- Exercise requirements -
Rewrite every line in the stretch of rows below, from the first row through the line that contains "[642,236,652,267]", and add 122 to each bounding-box coordinate in the answers.

- Data entries -
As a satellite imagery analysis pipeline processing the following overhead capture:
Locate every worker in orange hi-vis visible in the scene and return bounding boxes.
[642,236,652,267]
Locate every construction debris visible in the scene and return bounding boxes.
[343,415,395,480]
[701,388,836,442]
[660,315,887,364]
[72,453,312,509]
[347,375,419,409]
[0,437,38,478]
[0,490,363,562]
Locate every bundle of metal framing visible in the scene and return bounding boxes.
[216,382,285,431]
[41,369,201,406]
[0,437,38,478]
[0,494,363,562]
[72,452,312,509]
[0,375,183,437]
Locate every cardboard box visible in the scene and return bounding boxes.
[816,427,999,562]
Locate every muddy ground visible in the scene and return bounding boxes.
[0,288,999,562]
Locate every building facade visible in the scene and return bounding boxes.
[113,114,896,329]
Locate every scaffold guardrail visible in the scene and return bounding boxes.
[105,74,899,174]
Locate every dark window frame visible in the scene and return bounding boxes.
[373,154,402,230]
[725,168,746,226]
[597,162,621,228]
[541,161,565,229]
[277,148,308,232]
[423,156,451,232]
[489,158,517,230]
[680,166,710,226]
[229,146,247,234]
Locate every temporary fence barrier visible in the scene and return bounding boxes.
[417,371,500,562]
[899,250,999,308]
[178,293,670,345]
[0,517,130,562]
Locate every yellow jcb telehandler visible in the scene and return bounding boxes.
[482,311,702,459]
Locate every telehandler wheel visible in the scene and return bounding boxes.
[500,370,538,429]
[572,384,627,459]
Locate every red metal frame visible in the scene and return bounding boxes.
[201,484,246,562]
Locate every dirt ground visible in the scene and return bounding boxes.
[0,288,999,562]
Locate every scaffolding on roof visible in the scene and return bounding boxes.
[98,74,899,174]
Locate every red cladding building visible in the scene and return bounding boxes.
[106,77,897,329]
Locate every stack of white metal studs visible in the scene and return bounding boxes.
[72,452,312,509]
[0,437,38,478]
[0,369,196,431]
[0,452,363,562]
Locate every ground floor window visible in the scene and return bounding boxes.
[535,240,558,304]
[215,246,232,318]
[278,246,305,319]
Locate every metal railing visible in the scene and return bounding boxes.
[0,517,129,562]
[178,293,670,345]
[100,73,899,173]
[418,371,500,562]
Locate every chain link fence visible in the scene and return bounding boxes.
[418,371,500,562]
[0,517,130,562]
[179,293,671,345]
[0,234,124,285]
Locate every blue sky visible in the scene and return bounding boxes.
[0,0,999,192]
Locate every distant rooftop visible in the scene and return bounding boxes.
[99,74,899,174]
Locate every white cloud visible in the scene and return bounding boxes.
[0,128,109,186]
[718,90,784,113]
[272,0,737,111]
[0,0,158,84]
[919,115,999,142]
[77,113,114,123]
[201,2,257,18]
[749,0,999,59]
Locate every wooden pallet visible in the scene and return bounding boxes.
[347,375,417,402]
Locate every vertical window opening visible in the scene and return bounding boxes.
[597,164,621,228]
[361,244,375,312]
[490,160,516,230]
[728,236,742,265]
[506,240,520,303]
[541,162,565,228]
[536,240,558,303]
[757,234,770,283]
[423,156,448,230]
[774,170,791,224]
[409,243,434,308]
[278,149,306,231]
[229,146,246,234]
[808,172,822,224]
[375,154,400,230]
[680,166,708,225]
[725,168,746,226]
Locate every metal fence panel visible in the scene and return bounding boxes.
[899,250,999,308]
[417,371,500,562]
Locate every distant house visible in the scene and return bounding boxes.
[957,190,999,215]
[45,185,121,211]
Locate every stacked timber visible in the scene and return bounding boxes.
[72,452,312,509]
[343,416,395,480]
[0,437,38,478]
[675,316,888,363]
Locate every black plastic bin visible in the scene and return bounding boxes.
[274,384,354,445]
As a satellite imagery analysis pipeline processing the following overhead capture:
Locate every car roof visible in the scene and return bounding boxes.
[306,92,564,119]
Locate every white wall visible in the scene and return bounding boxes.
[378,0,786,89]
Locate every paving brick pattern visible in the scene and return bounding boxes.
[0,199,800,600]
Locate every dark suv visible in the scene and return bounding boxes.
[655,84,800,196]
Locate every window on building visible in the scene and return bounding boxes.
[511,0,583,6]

- Solution to the problem -
As a satellite imagery analysis pipeline processing the following overhead capture:
Locate every worker in orange hi-vis visible in the scene and return bounding boxes.
[764,358,774,389]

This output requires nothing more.